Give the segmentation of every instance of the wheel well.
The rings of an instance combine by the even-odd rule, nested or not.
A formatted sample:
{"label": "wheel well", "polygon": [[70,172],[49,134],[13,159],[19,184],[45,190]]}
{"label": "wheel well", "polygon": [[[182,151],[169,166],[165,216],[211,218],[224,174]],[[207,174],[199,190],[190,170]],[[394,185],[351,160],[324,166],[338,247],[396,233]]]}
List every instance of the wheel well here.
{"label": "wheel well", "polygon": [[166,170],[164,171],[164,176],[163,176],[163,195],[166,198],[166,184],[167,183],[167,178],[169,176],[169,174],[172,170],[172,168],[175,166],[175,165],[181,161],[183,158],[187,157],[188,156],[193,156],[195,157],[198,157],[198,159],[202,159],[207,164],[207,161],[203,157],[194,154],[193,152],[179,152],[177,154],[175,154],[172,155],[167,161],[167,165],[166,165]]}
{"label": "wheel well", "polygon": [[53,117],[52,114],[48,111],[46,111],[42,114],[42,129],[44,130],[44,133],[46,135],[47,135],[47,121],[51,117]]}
===============
TASK STATEMENT:
Reproduce every one of the lines above verbatim, with no changes.

EXERCISE ANSWER:
Give the segmentation of every instance of the wheel well.
The rings of an instance combine by the even-odd rule, nested or not.
A formatted sample:
{"label": "wheel well", "polygon": [[70,172],[49,134],[13,159],[19,184],[45,190]]}
{"label": "wheel well", "polygon": [[[182,151],[169,166],[165,216],[211,218],[224,174]],[[207,174],[199,190],[190,170]],[[394,185],[351,160],[324,166],[338,247],[396,233]]]}
List every instance of the wheel well here.
{"label": "wheel well", "polygon": [[166,170],[164,171],[164,176],[163,176],[163,195],[166,198],[166,184],[167,183],[167,178],[169,176],[169,174],[172,170],[172,168],[175,166],[175,165],[181,161],[183,158],[187,157],[188,156],[193,156],[195,157],[198,157],[198,159],[202,159],[207,164],[207,161],[203,157],[194,154],[193,152],[179,152],[177,154],[175,154],[172,155],[167,161],[167,165],[166,165]]}
{"label": "wheel well", "polygon": [[53,117],[52,114],[48,111],[46,111],[42,114],[42,129],[44,130],[44,133],[46,135],[47,135],[47,121],[51,117]]}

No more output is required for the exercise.